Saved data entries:
>>>
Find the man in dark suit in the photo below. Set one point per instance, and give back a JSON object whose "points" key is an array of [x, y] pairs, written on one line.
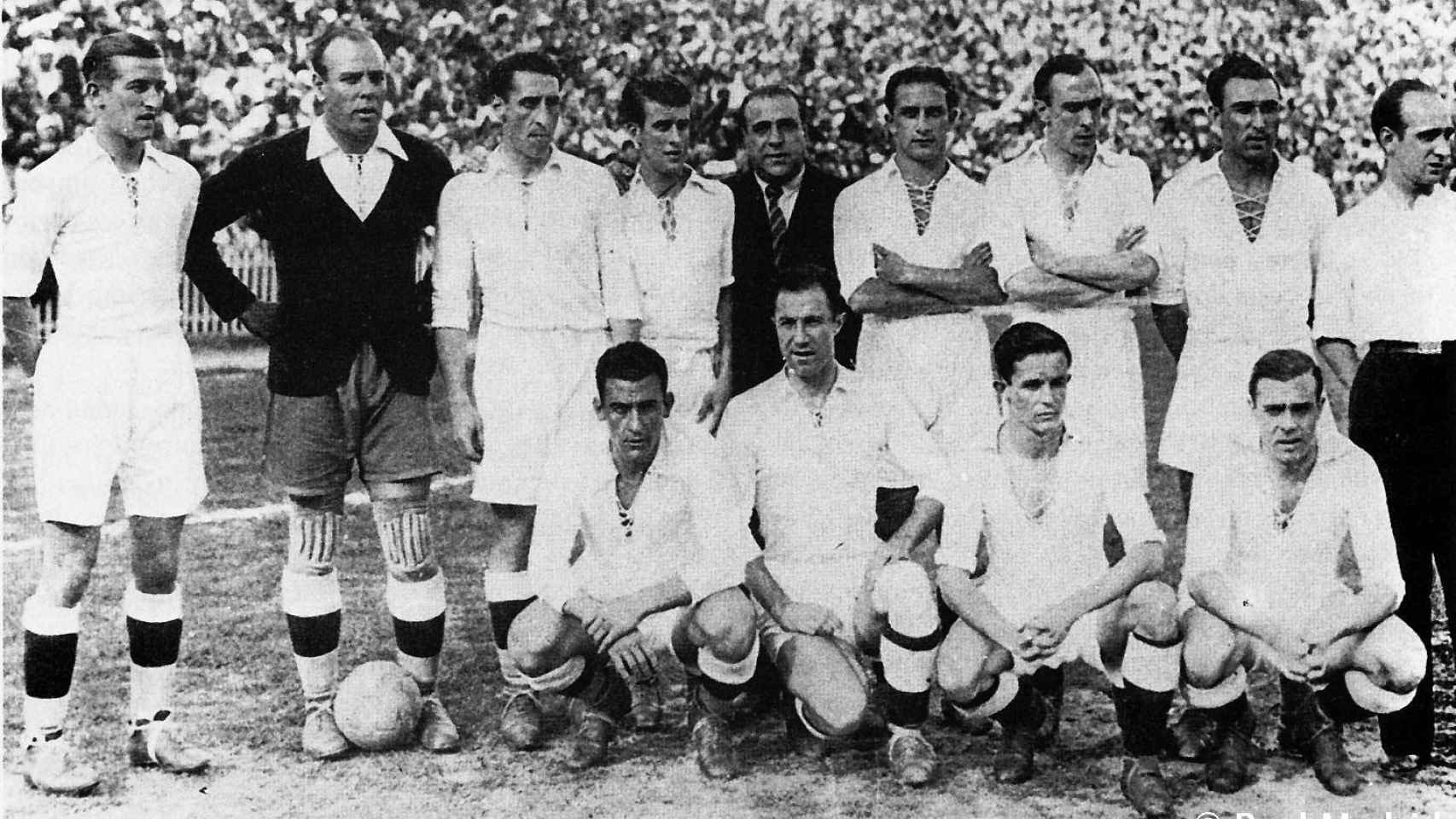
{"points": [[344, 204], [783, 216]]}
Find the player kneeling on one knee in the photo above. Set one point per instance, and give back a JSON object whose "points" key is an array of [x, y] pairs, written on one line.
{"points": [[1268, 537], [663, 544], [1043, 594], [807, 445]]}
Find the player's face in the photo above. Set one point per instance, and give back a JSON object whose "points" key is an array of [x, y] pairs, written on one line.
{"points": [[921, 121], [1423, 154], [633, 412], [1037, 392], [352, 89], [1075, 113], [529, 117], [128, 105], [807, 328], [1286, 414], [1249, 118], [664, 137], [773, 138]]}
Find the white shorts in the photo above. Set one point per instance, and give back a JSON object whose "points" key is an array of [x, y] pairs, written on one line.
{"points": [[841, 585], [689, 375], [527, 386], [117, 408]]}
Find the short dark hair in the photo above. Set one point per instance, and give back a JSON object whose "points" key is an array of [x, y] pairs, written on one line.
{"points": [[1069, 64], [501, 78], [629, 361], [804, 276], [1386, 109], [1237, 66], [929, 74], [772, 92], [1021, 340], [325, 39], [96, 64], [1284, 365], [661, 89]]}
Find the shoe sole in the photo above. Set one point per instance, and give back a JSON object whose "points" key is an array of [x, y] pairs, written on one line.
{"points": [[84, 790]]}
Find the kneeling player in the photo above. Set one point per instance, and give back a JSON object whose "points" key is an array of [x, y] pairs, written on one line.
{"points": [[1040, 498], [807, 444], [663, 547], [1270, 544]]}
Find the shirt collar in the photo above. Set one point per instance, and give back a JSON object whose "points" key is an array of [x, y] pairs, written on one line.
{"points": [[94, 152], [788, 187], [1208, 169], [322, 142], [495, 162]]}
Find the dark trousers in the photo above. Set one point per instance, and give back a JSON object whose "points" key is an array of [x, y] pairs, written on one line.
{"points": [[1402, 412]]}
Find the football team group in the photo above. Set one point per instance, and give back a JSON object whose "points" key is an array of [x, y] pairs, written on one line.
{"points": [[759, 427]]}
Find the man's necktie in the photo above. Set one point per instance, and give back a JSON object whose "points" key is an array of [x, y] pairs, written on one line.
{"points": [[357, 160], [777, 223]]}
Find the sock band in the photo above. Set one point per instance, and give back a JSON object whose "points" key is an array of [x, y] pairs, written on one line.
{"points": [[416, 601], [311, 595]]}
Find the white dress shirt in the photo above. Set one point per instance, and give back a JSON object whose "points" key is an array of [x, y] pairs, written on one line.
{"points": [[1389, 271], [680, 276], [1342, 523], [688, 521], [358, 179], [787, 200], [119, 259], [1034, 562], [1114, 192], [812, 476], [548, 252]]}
<<<
Using the records above, copy exactly the lines from the one containing "Find the football" through the last, inclusive, and nothing else.

Response to the task »
Find the football team group in the photo above. Set one point per instance, and give back a JSON object whose "points" key is an array of [x, y] pairs, written on one line.
{"points": [[759, 427]]}
Find the man's necktie in the photo above. Set one point per instance, and give back a JSON object whose "points" key is an array of [x, y] pairs, written on one line.
{"points": [[357, 160], [777, 223]]}
Find the sock band in the photo above. Set one point per instance, and give back a JSON object whose "points" key is an array of [x, y] pairs, written on one line.
{"points": [[416, 601], [311, 595]]}
Find the white dress shirt in the photo above. Set one point per instance, and give back a JSON object whose "points" key is an array of [x, y] pairs, written on one line.
{"points": [[1389, 271], [680, 276], [1342, 523], [688, 521], [358, 179], [787, 200], [119, 259], [1034, 562], [1114, 192], [812, 476], [548, 252]]}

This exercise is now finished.